### THE EXERCISE
Rewrite as a Markdown table the stretch of records that begins with the line containing "Reviewer note: verify that every instance of the blue tank" and ends with the line containing "<point>23,313</point>", both lines included, using the columns Row and Line. Give each non-blank line its own row, numbered in order, and leave blank lines out.

### DATA FOR PROCESSING

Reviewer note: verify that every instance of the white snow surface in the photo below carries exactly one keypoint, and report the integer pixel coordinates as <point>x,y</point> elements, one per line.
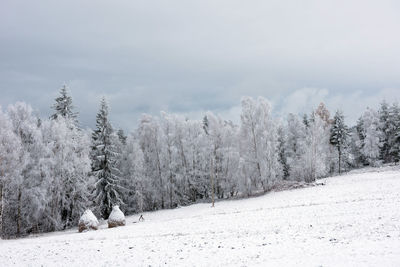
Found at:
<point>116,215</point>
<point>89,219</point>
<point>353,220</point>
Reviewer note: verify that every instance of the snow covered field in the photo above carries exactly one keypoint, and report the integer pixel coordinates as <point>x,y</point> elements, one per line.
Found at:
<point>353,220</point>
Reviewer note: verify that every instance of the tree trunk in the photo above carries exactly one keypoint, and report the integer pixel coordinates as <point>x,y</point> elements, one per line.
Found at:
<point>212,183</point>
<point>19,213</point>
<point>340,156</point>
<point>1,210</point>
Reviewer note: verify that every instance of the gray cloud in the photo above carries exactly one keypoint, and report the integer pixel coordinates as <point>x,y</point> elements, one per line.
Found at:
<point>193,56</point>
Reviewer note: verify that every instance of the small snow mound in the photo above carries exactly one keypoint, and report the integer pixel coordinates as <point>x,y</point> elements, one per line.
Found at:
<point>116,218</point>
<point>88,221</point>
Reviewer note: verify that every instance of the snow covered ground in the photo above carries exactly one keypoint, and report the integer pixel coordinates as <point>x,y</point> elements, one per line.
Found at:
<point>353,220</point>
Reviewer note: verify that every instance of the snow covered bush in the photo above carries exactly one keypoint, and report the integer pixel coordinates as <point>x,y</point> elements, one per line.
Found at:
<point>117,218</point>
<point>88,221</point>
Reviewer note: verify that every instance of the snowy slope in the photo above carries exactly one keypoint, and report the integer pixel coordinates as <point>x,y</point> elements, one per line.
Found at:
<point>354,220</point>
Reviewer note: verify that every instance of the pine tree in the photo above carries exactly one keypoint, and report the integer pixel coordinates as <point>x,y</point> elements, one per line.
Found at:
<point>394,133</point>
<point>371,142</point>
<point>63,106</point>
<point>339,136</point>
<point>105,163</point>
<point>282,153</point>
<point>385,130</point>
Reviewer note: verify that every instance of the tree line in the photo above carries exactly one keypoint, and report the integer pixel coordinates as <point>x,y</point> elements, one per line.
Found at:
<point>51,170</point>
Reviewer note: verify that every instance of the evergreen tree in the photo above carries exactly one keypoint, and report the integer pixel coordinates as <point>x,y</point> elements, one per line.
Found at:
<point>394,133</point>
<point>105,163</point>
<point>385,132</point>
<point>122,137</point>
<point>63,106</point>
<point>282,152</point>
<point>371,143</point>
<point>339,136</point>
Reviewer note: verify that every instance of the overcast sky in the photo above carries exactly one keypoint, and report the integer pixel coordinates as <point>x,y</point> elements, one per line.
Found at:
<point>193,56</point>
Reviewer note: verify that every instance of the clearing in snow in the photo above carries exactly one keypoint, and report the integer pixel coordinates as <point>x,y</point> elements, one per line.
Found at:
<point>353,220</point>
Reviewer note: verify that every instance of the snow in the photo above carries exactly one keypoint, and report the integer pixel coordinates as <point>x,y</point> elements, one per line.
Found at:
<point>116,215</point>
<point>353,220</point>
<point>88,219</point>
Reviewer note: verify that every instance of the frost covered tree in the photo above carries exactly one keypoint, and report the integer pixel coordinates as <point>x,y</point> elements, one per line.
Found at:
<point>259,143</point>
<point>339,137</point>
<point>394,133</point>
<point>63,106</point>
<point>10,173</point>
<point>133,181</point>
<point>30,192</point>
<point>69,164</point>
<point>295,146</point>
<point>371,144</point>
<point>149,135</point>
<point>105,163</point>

---

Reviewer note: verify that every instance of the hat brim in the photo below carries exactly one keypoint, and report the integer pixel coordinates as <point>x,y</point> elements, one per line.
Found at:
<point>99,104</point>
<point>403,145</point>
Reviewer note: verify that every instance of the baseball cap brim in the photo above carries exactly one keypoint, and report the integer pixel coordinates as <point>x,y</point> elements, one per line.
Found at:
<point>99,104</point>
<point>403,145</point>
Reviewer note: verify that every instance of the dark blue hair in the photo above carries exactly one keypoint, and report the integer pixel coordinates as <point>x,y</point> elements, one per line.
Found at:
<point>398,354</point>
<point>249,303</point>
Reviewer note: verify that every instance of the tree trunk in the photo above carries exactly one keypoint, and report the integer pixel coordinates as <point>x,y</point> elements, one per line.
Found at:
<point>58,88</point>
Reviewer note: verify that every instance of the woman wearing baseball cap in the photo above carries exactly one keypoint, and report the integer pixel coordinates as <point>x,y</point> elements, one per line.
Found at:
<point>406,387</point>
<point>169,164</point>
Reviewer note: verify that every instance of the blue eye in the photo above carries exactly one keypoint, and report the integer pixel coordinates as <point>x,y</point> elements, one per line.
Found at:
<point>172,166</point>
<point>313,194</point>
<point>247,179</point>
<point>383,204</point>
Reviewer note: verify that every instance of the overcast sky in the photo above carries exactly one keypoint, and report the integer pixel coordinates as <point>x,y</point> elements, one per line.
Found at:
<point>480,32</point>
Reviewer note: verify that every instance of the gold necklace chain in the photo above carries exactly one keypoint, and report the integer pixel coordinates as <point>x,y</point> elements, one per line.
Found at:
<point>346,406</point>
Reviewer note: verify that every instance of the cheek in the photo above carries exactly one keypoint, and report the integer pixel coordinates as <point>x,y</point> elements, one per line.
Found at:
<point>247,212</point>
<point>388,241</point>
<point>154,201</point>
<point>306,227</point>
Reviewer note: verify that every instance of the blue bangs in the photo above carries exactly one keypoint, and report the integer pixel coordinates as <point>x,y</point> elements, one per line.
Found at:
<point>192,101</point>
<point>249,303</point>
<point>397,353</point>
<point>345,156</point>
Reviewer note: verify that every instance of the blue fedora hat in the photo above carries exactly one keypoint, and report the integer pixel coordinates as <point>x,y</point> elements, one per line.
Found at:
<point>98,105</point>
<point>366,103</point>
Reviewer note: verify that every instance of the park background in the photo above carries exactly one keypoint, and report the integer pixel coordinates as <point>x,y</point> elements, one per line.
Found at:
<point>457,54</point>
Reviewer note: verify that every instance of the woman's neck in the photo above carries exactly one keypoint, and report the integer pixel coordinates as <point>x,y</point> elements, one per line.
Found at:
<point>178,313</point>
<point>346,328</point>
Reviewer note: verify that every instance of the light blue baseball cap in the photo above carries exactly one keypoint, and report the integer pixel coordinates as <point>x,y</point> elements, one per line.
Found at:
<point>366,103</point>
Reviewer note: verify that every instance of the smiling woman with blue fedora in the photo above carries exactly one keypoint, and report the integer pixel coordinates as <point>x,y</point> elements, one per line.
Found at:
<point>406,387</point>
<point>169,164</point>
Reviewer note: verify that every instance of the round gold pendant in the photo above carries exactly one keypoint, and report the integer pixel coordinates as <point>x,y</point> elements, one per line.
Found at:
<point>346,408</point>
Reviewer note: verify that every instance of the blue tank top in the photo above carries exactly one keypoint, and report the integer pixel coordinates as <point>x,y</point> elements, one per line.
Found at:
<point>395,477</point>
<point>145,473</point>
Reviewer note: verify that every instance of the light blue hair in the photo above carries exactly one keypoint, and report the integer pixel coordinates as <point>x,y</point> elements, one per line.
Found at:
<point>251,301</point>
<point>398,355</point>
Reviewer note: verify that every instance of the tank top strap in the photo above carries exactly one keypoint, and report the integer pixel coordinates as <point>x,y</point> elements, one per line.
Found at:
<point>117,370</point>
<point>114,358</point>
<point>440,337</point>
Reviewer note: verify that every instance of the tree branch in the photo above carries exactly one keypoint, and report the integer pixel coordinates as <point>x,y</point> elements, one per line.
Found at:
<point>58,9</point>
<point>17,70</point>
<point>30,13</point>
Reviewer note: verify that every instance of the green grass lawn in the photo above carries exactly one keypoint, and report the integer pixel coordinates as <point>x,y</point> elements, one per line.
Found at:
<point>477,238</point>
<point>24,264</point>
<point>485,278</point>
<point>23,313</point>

### FINISHED TASK
| Row | Line |
|---|---|
| 1 | Reviewer note: verify that every instance of the blue tank top in the photo above carries exactly one keypoint, and report the integer pixel coordinates as <point>x,y</point> elements, one per line. |
| 2 | Found at: |
| 3 | <point>395,477</point> |
| 4 | <point>145,473</point> |
| 5 | Reviewer note: verify that every instance of the light blue hair in the photo above carries exactly one keypoint, and report the integer pixel coordinates as <point>x,y</point> elements, one per line. |
| 6 | Found at: |
| 7 | <point>251,301</point> |
| 8 | <point>398,355</point> |
| 9 | Reviewer note: verify that every instance of the tank top strap in the photo above carries exactly one keypoint, and report the integer pixel coordinates as <point>x,y</point> elements, one per line. |
| 10 | Found at: |
| 11 | <point>117,370</point> |
| 12 | <point>114,358</point> |
| 13 | <point>440,337</point> |
| 14 | Reviewer note: verify that every instance of the tree branch in the photo above carries exactly one keypoint, and report the integer pixel coordinates as <point>x,y</point> elements, one per line. |
| 15 | Found at: |
| 16 | <point>58,9</point> |
| 17 | <point>17,70</point> |
| 18 | <point>30,13</point> |
| 19 | Reviewer note: verify that every instance of the green grass lawn in the photo above carries exactly one keypoint, and report the integer pixel coordinates as <point>x,y</point> elements, one per line. |
| 20 | Found at: |
| 21 | <point>477,238</point> |
| 22 | <point>24,264</point> |
| 23 | <point>485,278</point> |
| 24 | <point>23,313</point> |